PROBLEM TO SOLVE:
Tally the lines in the data that follows that include the word "below", and report nothing but the total.

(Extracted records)

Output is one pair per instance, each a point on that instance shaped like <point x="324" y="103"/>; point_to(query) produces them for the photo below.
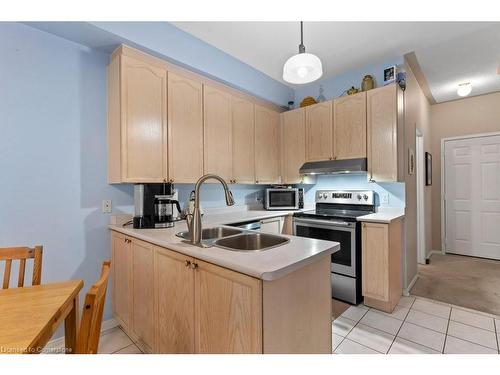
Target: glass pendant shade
<point x="302" y="68"/>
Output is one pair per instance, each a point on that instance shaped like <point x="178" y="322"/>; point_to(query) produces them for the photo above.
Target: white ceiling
<point x="449" y="52"/>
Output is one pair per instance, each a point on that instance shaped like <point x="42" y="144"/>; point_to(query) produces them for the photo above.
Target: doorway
<point x="471" y="196"/>
<point x="420" y="171"/>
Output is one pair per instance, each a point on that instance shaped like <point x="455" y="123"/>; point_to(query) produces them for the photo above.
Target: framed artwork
<point x="411" y="161"/>
<point x="428" y="169"/>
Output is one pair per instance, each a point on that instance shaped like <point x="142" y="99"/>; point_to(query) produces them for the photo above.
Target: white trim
<point x="406" y="292"/>
<point x="443" y="190"/>
<point x="59" y="342"/>
<point x="420" y="156"/>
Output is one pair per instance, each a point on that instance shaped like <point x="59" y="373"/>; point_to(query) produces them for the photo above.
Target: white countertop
<point x="384" y="215"/>
<point x="266" y="265"/>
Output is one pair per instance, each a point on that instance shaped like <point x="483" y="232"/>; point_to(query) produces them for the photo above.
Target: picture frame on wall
<point x="428" y="169"/>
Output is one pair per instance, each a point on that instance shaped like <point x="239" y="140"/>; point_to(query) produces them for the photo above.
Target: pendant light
<point x="303" y="67"/>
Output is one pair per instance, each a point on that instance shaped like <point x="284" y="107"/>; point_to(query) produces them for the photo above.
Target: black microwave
<point x="284" y="199"/>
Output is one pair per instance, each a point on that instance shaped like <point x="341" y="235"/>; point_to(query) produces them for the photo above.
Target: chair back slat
<point x="6" y="273"/>
<point x="22" y="268"/>
<point x="8" y="254"/>
<point x="90" y="326"/>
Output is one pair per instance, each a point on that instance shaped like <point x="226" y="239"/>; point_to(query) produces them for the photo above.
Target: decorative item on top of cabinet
<point x="217" y="132"/>
<point x="137" y="120"/>
<point x="243" y="131"/>
<point x="350" y="126"/>
<point x="381" y="264"/>
<point x="185" y="129"/>
<point x="319" y="129"/>
<point x="385" y="142"/>
<point x="267" y="146"/>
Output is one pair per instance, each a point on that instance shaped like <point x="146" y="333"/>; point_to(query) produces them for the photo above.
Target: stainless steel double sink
<point x="237" y="239"/>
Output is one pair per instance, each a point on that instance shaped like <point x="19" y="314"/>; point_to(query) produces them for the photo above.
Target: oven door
<point x="344" y="260"/>
<point x="282" y="199"/>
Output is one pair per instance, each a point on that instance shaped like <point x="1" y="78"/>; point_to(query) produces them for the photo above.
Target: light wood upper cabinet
<point x="381" y="264"/>
<point x="228" y="310"/>
<point x="122" y="278"/>
<point x="137" y="120"/>
<point x="174" y="285"/>
<point x="185" y="129"/>
<point x="142" y="292"/>
<point x="350" y="126"/>
<point x="267" y="146"/>
<point x="382" y="131"/>
<point x="319" y="131"/>
<point x="243" y="142"/>
<point x="217" y="126"/>
<point x="293" y="145"/>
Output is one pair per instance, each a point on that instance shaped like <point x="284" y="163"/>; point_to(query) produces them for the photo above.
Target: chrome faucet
<point x="194" y="219"/>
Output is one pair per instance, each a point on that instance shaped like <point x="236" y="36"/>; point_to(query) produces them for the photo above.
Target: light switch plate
<point x="106" y="206"/>
<point x="384" y="198"/>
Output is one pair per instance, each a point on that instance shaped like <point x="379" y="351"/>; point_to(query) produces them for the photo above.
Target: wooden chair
<point x="90" y="326"/>
<point x="8" y="254"/>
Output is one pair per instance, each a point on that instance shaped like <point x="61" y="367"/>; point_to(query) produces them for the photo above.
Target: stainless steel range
<point x="335" y="219"/>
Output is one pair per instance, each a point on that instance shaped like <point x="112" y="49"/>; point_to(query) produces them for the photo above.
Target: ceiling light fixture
<point x="464" y="89"/>
<point x="303" y="67"/>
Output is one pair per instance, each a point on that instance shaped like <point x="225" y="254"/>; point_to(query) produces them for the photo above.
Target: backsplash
<point x="394" y="192"/>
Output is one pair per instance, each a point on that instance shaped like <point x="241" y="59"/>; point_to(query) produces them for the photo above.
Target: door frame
<point x="443" y="174"/>
<point x="420" y="157"/>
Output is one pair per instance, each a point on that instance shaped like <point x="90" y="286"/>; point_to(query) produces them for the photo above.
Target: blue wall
<point x="53" y="153"/>
<point x="335" y="86"/>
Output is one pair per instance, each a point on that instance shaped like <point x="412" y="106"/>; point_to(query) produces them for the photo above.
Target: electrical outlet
<point x="384" y="198"/>
<point x="106" y="206"/>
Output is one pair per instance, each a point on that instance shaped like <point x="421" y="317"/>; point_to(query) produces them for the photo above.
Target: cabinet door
<point x="319" y="137"/>
<point x="243" y="117"/>
<point x="174" y="285"/>
<point x="122" y="278"/>
<point x="267" y="146"/>
<point x="143" y="118"/>
<point x="350" y="127"/>
<point x="217" y="132"/>
<point x="185" y="129"/>
<point x="228" y="311"/>
<point x="293" y="136"/>
<point x="382" y="120"/>
<point x="142" y="291"/>
<point x="375" y="261"/>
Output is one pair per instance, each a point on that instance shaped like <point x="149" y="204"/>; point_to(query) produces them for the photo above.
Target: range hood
<point x="347" y="166"/>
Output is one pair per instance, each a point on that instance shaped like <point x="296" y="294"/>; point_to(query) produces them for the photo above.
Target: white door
<point x="472" y="196"/>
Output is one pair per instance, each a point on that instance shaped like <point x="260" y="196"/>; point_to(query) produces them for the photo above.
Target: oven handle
<point x="328" y="222"/>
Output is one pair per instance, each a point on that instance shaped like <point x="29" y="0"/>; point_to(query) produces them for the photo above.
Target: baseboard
<point x="433" y="252"/>
<point x="59" y="342"/>
<point x="406" y="292"/>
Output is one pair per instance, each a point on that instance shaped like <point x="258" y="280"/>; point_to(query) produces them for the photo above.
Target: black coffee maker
<point x="156" y="206"/>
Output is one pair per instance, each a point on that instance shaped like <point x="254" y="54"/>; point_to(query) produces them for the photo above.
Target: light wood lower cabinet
<point x="174" y="286"/>
<point x="228" y="311"/>
<point x="381" y="264"/>
<point x="182" y="304"/>
<point x="142" y="292"/>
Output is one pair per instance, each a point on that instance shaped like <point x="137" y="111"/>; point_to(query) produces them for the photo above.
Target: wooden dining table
<point x="29" y="316"/>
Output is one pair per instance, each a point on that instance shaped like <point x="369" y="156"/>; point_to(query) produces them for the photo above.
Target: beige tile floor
<point x="417" y="326"/>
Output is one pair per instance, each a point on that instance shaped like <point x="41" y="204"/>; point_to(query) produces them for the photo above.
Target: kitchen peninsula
<point x="173" y="297"/>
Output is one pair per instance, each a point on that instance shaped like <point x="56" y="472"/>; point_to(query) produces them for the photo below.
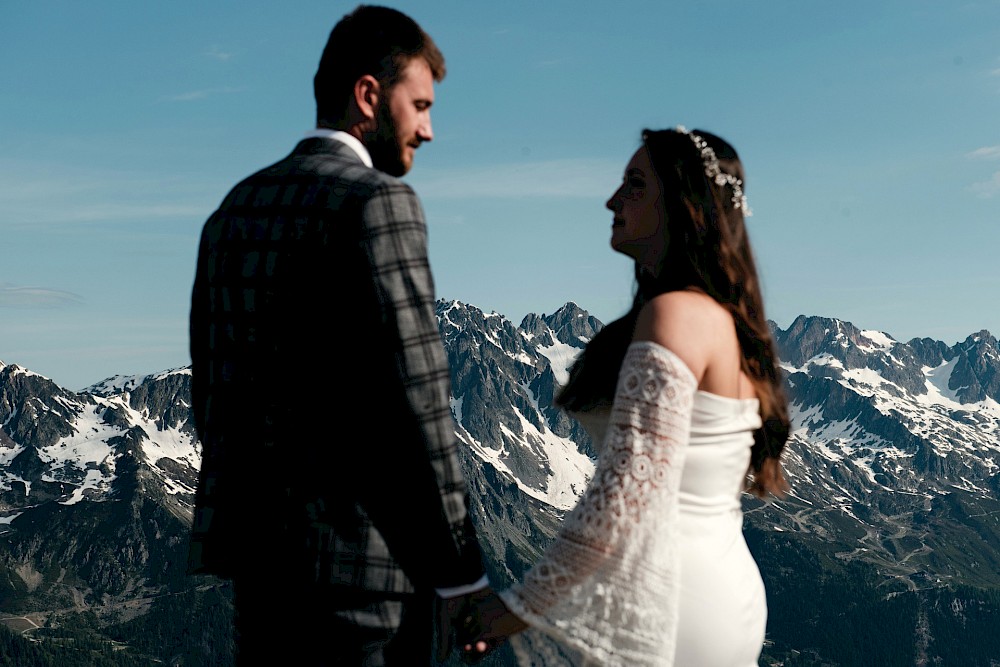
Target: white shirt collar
<point x="345" y="138"/>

REPLY:
2